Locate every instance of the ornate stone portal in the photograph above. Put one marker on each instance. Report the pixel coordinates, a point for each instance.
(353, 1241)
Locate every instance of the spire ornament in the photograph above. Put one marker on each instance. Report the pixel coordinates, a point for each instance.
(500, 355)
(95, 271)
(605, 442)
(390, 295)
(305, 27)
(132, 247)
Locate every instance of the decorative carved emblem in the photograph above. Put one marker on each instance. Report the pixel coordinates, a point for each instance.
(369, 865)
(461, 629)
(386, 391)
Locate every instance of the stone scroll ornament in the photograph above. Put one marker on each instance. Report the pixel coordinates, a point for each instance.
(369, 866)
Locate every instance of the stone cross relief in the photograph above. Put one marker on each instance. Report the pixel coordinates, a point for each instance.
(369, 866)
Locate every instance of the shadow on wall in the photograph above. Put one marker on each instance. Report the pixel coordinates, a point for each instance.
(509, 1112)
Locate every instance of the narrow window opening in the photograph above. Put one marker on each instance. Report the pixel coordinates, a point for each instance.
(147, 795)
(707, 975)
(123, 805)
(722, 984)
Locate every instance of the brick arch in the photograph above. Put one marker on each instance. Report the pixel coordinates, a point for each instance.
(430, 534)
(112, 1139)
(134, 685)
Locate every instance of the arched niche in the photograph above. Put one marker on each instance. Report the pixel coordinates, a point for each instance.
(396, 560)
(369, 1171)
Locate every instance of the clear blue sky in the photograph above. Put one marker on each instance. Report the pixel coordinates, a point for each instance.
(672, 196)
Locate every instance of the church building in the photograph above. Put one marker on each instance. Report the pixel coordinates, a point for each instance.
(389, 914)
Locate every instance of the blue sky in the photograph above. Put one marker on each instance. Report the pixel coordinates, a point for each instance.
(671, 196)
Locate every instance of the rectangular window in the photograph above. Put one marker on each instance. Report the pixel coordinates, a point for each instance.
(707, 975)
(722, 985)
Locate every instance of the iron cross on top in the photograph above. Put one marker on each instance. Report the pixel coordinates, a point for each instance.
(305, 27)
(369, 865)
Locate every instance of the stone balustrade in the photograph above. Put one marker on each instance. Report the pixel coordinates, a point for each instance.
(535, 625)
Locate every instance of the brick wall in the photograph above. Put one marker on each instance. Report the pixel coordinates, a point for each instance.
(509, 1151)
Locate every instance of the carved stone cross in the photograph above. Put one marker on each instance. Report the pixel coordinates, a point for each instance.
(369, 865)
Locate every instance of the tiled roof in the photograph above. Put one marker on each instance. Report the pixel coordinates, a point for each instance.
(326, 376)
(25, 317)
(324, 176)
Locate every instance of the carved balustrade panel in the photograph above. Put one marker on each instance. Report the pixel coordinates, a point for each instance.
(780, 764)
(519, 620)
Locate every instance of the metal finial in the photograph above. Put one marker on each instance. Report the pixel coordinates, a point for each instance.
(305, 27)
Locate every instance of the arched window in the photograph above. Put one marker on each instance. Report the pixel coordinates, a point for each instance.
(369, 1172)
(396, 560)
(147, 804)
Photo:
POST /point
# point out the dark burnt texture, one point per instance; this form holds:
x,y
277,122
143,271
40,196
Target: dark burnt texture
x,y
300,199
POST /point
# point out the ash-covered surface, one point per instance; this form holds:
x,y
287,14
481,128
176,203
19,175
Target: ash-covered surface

Problem description:
Would you return the entries exactly as they stand?

Response for this exercise:
Locate every instance of the ornate stone portal in the photograph above. Put one marker on each instance. Report the pixel coordinates, a point for each instance.
(353, 1241)
Locate every instance of the spire ornament in the photograph above. Put one marker on each instance. Report the pixel coordinates, a point for each instance.
(500, 355)
(95, 271)
(605, 442)
(390, 295)
(305, 27)
(132, 247)
Locate every instance of the decorative carved emblem in the photograph above. Put one marker on each instance. Report the pixel coordinates, a point for each instance.
(369, 865)
(461, 629)
(386, 391)
Locate every instance of the stone scroll ornament in the photograph above. Put one marker on each instance. Report the pixel coordinates, a point for each instance.
(369, 866)
Locate every instance of the stone cross relief in the photograph above. Put one marker on each instance. Report the pixel coordinates, a point for each instance.
(369, 866)
Locate every instance of the shadow on wall in the photograph above. Put one marker on each instance. Report the pixel coordinates, a point for each instance.
(509, 1112)
Locate every instance of the narrow window opening in the photograph above. Put one marker on each instance. Report the pixel coordinates, a point for each instance.
(147, 795)
(707, 975)
(123, 805)
(722, 984)
Locate every instance of the brick arch in the photograph above. Put one marker on each instance. Report the pixel coordinates, a point for each instance.
(430, 534)
(112, 1139)
(134, 685)
Locate every instance of the arched niche in the photograph above. Put one marker on each instance. Report the pixel coordinates, a point for each instance.
(396, 560)
(369, 1171)
Locate every instance of the clear blue sky in the photograph above. Put one marker on each instance. Report the pixel coordinates, a point for each instance.
(672, 196)
Locate every instance of the church building in the photograph above. Put one marker on each instance. Report the pixel coordinates, a point for each instance.
(389, 914)
Locate every instance of the blue sky in the photograph above. Put one marker on each instance. Report the pixel coordinates, a point for each instance.
(671, 196)
Locate every instance of the rectangular window in the photograph above. Put one marker on each instance. Report the pixel coordinates, a point for each instance.
(707, 975)
(722, 985)
Locate every instance of the iron cross on top in the photograph above. Put one marker on each instance. Report the pixel coordinates, a point for each instance.
(305, 27)
(369, 865)
Locate every instance of the stone balustrade in the photograph above. Put one marker on each instance. Report the pixel coordinates, a point for each instance.
(535, 625)
Locate every instance of the brick wall in the photograph above. Put one marker on each instance. Report the pixel coordinates, a point for each instance.
(509, 1151)
Locate every instance of the carved stone cross in the photograph above. Put one marker on each instance. Report the pixel coordinates, a point for each instance.
(369, 865)
Locate every instance of the tiled roof in the photograph above. Put one marker on each instance. Report the pixel coordinates, a point for each instance.
(326, 376)
(25, 317)
(324, 176)
Locate every instance of the carved balustrade panel in the photograph above. Put one marker on each instance. Report the pixel coordinates, a point for each instance.
(780, 764)
(519, 620)
Locate every instance of the metal finial in the photograph above. Put one marker on each instance. Report the pixel coordinates, a point for each instance.
(305, 27)
Locate every instance of the arched window in the photograph above. Put one marker on each instance. Report the pixel coordinates, a point for each instance.
(369, 1172)
(396, 560)
(147, 804)
Photo:
POST /point
# point out the dark burnt texture, one point per instance; this form holds:
x,y
277,122
143,271
40,196
Target: dark burnt texture
x,y
300,199
POST /point
# point out the ash-covered surface, one point per instance; this form holds:
x,y
287,14
481,128
176,203
19,175
Target: ash-covered surface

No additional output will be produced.